In drinking water the cancer risk seems to depend on the amount
of asbestos swallowed. When you take a little asbestos and send
it out to other parts of the body no one site is going to have very
much, therefore the risk theoretically should be low. Asbestos has
however, one very dangerous quality, as it accumulates in the body;
the microscopic fibers lodged in tissues can remain like little
time bombs and cause cancer years later. Since asbestos exposure
is cumulative, young people are in particular need of protection.
"Adults have three or four decades to develop cancer after
exposure", says Dr. Landrigan. "The kids have six or seven.
this means that a smaller dose of a carcinogen is as dangerous to
the kids as a larger dose of it is to adults".
Controlling asbestos so that standards are met is critical. In
Woodstock, pipes crumbled so badly that the proposed standard was
exceeded. In one 1985 sample, 300 million fibers of every length
were found per quart.

- **Task objective**:
Retype everything in the asbestos passage from "Controlling asbestos so" down to "found per quart.", keeping every word and punctuation mark unchanged.

- **Given information**:
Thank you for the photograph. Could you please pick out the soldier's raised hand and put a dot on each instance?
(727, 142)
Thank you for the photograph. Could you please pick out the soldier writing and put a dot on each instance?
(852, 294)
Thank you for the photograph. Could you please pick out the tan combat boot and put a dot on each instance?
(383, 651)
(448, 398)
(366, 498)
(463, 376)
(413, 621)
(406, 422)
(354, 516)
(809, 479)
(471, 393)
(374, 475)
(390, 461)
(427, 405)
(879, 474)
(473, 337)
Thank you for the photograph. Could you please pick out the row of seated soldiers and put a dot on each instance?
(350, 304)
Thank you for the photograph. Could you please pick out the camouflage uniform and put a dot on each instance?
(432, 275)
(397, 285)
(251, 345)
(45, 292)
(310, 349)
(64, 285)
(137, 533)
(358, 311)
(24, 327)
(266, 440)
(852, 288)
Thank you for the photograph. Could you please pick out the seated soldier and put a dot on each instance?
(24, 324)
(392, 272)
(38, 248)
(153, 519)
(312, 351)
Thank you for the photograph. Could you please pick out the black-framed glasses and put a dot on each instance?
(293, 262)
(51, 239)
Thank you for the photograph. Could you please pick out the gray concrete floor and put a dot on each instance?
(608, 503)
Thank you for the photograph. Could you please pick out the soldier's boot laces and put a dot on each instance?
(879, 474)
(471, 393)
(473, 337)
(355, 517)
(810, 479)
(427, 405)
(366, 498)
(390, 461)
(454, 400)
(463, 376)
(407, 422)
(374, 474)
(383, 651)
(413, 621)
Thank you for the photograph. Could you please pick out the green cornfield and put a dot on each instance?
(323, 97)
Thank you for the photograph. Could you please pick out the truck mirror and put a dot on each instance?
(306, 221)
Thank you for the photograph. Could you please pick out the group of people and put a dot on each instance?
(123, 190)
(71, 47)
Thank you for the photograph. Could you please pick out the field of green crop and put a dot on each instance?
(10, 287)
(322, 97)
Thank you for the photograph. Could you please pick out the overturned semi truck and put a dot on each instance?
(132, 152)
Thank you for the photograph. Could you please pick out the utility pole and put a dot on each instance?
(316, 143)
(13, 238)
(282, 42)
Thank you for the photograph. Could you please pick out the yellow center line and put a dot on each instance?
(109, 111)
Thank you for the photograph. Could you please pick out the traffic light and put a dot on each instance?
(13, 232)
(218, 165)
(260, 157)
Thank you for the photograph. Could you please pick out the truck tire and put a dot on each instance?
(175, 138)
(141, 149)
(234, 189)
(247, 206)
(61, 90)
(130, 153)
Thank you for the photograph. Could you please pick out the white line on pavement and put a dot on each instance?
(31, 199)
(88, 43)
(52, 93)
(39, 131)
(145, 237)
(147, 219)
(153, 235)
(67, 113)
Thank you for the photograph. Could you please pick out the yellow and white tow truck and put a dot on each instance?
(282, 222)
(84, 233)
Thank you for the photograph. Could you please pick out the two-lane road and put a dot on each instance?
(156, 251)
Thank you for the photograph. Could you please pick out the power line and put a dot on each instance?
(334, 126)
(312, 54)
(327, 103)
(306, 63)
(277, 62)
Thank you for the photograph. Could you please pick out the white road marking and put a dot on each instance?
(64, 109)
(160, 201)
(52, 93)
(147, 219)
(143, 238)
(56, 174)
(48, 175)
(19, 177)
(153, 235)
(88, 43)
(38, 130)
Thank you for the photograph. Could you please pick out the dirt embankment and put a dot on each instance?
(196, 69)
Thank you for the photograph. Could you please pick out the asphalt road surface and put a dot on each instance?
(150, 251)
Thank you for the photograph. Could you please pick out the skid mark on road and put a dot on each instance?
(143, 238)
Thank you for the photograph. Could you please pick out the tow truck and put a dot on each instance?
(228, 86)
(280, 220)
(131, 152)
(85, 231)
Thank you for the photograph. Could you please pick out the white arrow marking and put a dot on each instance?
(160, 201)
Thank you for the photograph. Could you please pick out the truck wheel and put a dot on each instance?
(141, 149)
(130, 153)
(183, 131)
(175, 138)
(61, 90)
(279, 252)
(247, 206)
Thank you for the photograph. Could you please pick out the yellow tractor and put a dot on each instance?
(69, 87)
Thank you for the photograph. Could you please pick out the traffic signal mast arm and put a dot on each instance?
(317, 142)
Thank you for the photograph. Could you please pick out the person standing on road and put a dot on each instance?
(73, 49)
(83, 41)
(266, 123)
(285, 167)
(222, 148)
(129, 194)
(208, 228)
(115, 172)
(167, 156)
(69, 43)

- **Result for this task**:
Controlling asbestos so that standards are met is critical. In
Woodstock, pipes crumbled so badly that the proposed standard was
exceeded. In one 1985 sample, 300 million fibers of every length
were found per quart.